Could you reproduce all of the following entries exactly?

Stored data entries
========
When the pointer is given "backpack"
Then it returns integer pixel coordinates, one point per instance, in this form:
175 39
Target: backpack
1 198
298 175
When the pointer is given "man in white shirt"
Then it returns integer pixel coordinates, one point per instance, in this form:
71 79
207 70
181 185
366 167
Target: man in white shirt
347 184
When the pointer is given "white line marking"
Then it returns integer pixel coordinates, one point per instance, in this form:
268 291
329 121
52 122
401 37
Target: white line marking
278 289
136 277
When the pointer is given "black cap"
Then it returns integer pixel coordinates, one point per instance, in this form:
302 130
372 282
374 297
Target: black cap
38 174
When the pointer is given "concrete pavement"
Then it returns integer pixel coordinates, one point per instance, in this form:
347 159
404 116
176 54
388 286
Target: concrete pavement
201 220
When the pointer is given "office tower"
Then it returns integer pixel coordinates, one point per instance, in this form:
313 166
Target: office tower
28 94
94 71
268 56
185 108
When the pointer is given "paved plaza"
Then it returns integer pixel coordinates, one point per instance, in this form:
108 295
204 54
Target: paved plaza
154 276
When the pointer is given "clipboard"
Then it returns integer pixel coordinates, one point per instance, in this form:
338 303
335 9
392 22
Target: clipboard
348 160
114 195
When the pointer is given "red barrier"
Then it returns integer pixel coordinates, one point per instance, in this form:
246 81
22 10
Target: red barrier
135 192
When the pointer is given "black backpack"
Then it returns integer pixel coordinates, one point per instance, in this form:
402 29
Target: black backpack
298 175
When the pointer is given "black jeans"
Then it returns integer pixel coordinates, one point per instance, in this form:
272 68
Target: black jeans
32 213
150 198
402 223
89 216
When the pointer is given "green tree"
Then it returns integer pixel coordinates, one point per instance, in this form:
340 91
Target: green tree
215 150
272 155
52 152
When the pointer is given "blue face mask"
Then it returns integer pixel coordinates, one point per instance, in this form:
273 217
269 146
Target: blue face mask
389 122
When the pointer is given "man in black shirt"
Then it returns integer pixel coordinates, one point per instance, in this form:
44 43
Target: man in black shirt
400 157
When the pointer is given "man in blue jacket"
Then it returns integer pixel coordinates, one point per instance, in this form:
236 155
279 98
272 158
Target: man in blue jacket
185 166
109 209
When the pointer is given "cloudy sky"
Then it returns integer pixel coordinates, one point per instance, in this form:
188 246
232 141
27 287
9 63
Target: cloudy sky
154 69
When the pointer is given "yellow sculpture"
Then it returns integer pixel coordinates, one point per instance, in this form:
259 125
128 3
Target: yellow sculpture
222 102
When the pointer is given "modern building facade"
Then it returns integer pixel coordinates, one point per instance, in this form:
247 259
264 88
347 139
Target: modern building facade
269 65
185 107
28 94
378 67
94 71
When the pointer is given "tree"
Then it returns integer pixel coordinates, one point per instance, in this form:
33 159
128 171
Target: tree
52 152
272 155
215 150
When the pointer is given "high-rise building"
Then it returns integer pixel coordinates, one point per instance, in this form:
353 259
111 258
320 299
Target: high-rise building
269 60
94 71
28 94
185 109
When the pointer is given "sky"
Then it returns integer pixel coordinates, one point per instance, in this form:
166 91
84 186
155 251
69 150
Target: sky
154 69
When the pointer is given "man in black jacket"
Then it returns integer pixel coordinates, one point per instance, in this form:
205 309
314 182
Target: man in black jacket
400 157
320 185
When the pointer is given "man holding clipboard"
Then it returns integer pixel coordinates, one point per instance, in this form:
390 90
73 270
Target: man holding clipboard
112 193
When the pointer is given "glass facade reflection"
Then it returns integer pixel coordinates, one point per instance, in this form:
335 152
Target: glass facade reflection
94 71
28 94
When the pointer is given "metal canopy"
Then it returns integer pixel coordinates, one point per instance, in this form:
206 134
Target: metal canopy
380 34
========
→ **RESULT**
When the pointer is given "backpack"
Then it returns integer pixel coordinates, one point per instance, in this form:
175 39
Target: backpack
1 198
298 175
When the pointer is given "man in white shirt"
Then it returns integer pixel coordinates, one point per instance, in this form:
71 79
207 70
181 185
366 167
Target: man in white shirt
347 184
When the pointer is given "white line marking"
Then it returns integer pixel coordinates, one point per instance, in this form:
268 291
329 121
52 122
401 37
Target: white line marking
278 289
136 277
When the pointer is given "black cap"
Then it returns integer pixel coordinates, one point per instance, in this form:
302 130
372 282
374 297
Target: black cap
38 174
When the pointer is given "concrete pavement"
Then it returns integer pixel coordinates, one point per instance, in this form:
347 159
404 116
176 54
388 286
Target: concrete pavement
201 220
When the pointer is given "office tower"
Then it returns integer pixel coordinates, one point per instance, in this form:
313 166
Target: office tower
28 94
94 71
268 56
185 108
When the pointer is given "paved plaza"
Then it returns integer pixel coordinates, one point per instance, in this form:
108 295
204 54
Target: paved plaza
154 276
When the pointer is given "clipboard"
Then it returns integer pixel coordinates, one point per instance, in this form:
338 303
335 9
392 22
Target: clipboard
348 160
114 195
When the pointer is given "red barrier"
Then it returns integer pixel coordinates, one point per instance, in this form:
246 81
22 10
Target: red barrier
135 192
When the pointer is given "black backpack"
Then it returns integer pixel coordinates, one point per instance, in this form:
402 29
Target: black backpack
298 175
When the pointer is given "black jeans"
Then it returns integer pixel coordinates, one point per instance, in this form:
272 68
Target: black jeans
32 213
150 198
402 223
89 216
When the pointer is given "green tree"
Then it returns integer pixel coordinates, one point per instance, in this form:
340 91
Target: green tree
215 150
272 155
52 152
When the pointer is given "blue face mask"
Then it returns integer pixel coordinates, one point per instance, in this form:
273 217
269 146
Target: blue face mask
389 122
When the pointer is given "man in black shirt"
Then it returns integer pixel coordinates, one point per instance, in this form:
44 43
Target: man in black shirt
400 157
When the pointer is given "man in blue jacket"
Then it returns integer pixel coordinates, one point per instance, in this form:
236 155
279 98
272 158
Target: man in blue jacket
185 166
109 209
When the pointer is given "cloudy sky"
Then it returns integer pixel coordinates, one point per instance, in this form:
188 246
232 141
27 287
9 63
Target: cloudy sky
154 69
When the pointer is given "yellow sculpture"
Then it returns integer pixel coordinates, one point per instance, in this form:
259 125
128 3
Target: yellow sculpture
222 102
When the pointer is given "modern building facade"
Then it returns integer pixel coordinates, one point per instance, in this form:
247 259
264 88
347 139
Target: modern building facade
269 65
185 107
28 94
378 67
94 71
When the pointer is given "tree"
Then it returns integer pixel coordinates, one point per instance, in this form:
33 159
128 171
Target: tree
52 152
272 155
215 150
When the pointer is given "high-rise building"
Then it returns integer pixel coordinates, one point per instance, in this form:
353 259
111 258
320 299
Target: high-rise building
269 60
94 71
28 94
185 109
When the pointer is given "sky"
Then it returns integer pixel coordinates, one point per instance, in this form:
166 91
84 186
155 251
69 150
Target: sky
154 69
When the pointer is given "man in black jacket"
Then it returns integer pixel coordinates, one point per instance, in this form:
205 309
314 182
Target: man in black jacket
400 157
320 185
When the pointer is given "man holding clipboard"
Then it returns integer pixel coordinates, one point per instance, in this form:
390 90
73 270
Target: man holding clipboard
112 193
When the pointer is given "glass facade reflection"
Then it returns integer pixel coordinates, one point per instance, in this form:
335 152
Target: glass facade reflection
94 71
28 94
When the pointer is given "metal canopy"
Then it returns integer pixel coordinates, one point per instance, in this form:
206 134
Target: metal canopy
380 34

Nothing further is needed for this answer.